--- Rows ---
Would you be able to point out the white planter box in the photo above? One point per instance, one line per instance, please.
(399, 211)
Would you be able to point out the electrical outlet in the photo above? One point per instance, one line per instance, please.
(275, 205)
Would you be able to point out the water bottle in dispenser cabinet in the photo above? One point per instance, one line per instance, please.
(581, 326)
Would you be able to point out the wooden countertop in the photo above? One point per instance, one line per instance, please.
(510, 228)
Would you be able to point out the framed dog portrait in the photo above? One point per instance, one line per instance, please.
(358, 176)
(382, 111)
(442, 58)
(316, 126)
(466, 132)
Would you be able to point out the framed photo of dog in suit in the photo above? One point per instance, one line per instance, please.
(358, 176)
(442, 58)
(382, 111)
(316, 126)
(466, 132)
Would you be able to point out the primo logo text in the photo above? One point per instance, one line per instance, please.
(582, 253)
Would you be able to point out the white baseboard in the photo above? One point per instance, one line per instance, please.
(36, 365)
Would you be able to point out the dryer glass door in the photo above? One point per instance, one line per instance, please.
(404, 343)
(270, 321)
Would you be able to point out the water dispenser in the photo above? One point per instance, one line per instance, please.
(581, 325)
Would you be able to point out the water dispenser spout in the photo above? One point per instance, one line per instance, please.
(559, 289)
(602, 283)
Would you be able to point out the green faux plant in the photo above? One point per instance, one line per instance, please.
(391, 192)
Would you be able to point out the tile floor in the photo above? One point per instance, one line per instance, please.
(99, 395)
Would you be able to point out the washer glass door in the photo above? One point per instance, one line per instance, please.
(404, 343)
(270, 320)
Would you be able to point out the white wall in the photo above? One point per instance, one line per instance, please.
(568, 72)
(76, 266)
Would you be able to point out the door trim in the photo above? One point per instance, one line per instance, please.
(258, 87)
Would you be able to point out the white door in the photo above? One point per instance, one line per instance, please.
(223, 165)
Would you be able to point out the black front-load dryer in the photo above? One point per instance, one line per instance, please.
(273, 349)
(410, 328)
---
Your objective: Render every line of the records above as a Markdown table with the columns Row and Text, numbering rows in order and omitting blank lines.

Task answer:
| Row | Text |
|---|---|
| 1 | Would you be able to point out the white planter box in the photo above? One point per instance, one line per instance, please. |
| 2 | (399, 211) |
| 3 | Would you be able to point out the electrical outlet in the photo above? One point per instance, one line per instance, please. |
| 4 | (275, 205) |
| 5 | Would you be able to point out the water bottle in dispenser cabinet in the photo above? One point per instance, one line per instance, please. |
| 6 | (581, 326) |
| 7 | Would you be able to point out the wooden countertop in the photo above? One point per instance, one line per instance, please. |
| 8 | (510, 228) |
| 9 | Would you be able to point out the framed dog portrait in the photo above? One point per instance, one line per instance, please. |
| 10 | (358, 176) |
| 11 | (382, 111) |
| 12 | (442, 58) |
| 13 | (316, 126) |
| 14 | (466, 132) |
| 15 | Would you be able to point out the framed photo of dog in suit in the photo above? One point per instance, one line per instance, please. |
| 16 | (358, 176) |
| 17 | (442, 58) |
| 18 | (382, 111) |
| 19 | (316, 126) |
| 20 | (466, 132) |
| 21 | Would you be able to point out the primo logo text in the photo above? One point per instance, one line per instance, please. |
| 22 | (582, 253) |
| 23 | Would you be able to point out the white baseboard in the photo above? One point per instance, one line per instance, please. |
| 24 | (36, 365) |
| 25 | Would you be able to point out the dryer glass door in the photo above? One point per instance, one line per instance, please. |
| 26 | (404, 343) |
| 27 | (270, 321) |
| 28 | Would you be able to point out the water dispenser in the photo above? One point per instance, one line per instance, please. |
| 29 | (581, 325) |
| 30 | Would you be able to point out the water dispenser spout in the photo above? One point per instance, one line per instance, please. |
| 31 | (559, 289) |
| 32 | (602, 283) |
| 33 | Would you be able to point out the green faux plant in the photo above? One point per instance, one line per instance, please. |
| 34 | (391, 192) |
| 35 | Would you be able to point out the tile floor in the photo above? One point per instance, one line per instance, please. |
| 36 | (99, 395) |
| 37 | Would you be able to point out the washer glass door in the photo above? One point per instance, one line per instance, please. |
| 38 | (404, 343) |
| 39 | (270, 320) |
| 40 | Would you be able to point out the white wall in the photo above? One point per instance, one line per instance, please. |
| 41 | (568, 72) |
| 42 | (76, 266) |
| 43 | Would you be able to point out the door trim in the photo above? One point per instance, one line per instance, please. |
| 44 | (258, 87) |
| 45 | Would you be able to point out the white door in the photo above? One point per instance, one line per instance, please. |
| 46 | (223, 165) |
| 47 | Would you be able to point out the black front-load dryer in the photo above? One point per instance, one line per instance, please. |
| 48 | (273, 349) |
| 49 | (410, 328) |